PAGE

┌──

Mes lectures sont avant tout des rendez-vous programmés par les circonstances sur un agenda dont j'ignore tout ou presque.
Un peu comme si j'avais une ou un secrétaire mystérieux, qui garderait le silence jusqu'au moment venu.
J'avais deux livres d'Hervé Albertazzi alias
DOA ( Dead On Arrival ... Mort à l'arrivée ), notre
Elena Ferrante version "barbouze Frenchy", depuis quelques années sur les étagères de ma bibliothèque... quand j'ai entendu "l'appel" de mon secrétaire ; le moment, c'est-à-dire l'envie, était venu.
Je me suis donc lancé dans la lecture et la découverte de ce
Ghislain Gilberti* "professionnel" ;
DOA a été, dans une autre vie, parachutiste dans un régiment d'infanterie de marine, c'est dire s'il a approché de près les hommes devenus les personnages de ces romans.
Mais d'emblée, vraisemblablement parce que j'avais à peine terminé la digestion de -
le festin du serpent -, j'ai eu l'impression de me retrouver chez Gilberti... en peut-être un peu plus"pro"... je sais que je me répète.

└──

CONSIGNE A
D'après le billet consacré à DOA, dans quel type de régiment l'auteur a-t-il été parachutiste ?
CONSIGNE B
Prolongez le billet consacré à DOA à partir de sa dernière phrase.

LIGNES DE DONNÉES
┌──

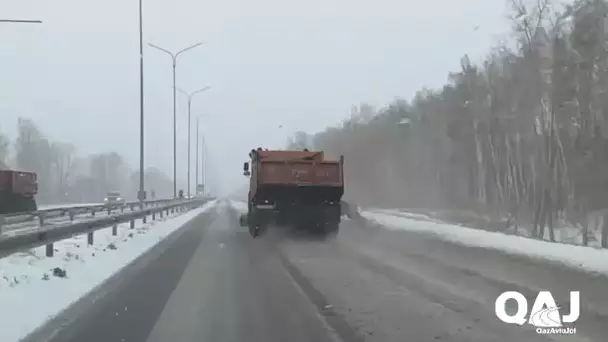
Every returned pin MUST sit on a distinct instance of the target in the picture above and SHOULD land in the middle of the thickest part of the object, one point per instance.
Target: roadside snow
(578, 257)
(239, 205)
(54, 206)
(29, 292)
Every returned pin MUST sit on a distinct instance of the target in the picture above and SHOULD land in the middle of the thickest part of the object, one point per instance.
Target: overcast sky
(299, 64)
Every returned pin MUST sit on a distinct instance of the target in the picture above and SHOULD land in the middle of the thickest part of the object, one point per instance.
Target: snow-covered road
(31, 294)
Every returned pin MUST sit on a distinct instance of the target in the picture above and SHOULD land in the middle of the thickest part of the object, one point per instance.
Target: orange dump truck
(17, 191)
(297, 188)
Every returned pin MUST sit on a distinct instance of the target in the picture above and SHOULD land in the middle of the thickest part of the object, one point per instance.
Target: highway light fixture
(189, 129)
(174, 57)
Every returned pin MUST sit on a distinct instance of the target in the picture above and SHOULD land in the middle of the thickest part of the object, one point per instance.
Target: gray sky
(300, 64)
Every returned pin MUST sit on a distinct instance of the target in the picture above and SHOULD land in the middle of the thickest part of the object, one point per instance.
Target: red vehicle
(294, 188)
(17, 191)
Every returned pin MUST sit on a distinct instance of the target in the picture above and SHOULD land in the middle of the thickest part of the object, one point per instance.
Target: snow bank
(31, 295)
(578, 257)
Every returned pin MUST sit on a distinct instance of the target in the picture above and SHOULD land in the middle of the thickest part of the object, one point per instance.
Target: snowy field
(577, 257)
(31, 294)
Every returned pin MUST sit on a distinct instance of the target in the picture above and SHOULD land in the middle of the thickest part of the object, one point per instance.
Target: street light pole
(189, 129)
(197, 144)
(204, 166)
(141, 109)
(174, 59)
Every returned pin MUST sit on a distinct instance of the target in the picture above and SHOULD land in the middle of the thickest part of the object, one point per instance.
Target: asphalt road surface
(211, 281)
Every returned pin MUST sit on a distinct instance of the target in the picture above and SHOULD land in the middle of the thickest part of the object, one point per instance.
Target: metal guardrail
(71, 211)
(48, 235)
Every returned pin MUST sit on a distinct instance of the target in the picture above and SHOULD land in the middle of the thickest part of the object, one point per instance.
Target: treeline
(66, 177)
(522, 135)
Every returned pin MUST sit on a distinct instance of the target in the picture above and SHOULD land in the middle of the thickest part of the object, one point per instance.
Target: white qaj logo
(545, 314)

└──

RÉPONSE A
Dans un régiment d'infanterie de marine.

RÉPONSE B
Si le roman se situe entre 2001 et 2002, les ingrédients sont le mêmes : des cellules islamistes, des infiltrés, des flics et des services en concurrence, des officiels cleans et des barbouzes aux mains souillées, une héroïne... seule femme au milieu d'une armée de bonshommes, un exécuteur - le Lynx -, et l'inévitable préparation d'un méga attentat terroriste, avec un produit chimique volé par les méchants islamistes, produit dont l'acheminement donne un peu le tempo de ce polar ; le tout sur fond de campagne présidentielle ( Chirac-Jospin-Le Pen... qui ne sont pas nommés ).
Ce que je retiens, ce sont les 27 personnages ( moi qui ai du mal à mémoriser les noms... je vous dis pas ! ) qui font vivre cette histoire à travers des alternances narratives nombreuses et rapides dans le récit.
Je m'explique : on suit Lynx pendant moins de deux pages et on se retrouve avec Amel le temps d'un paragraphe, avant de sauter à Karim
Sayad pendant une page et ainsi de suite...
Il faut juste s'adapter.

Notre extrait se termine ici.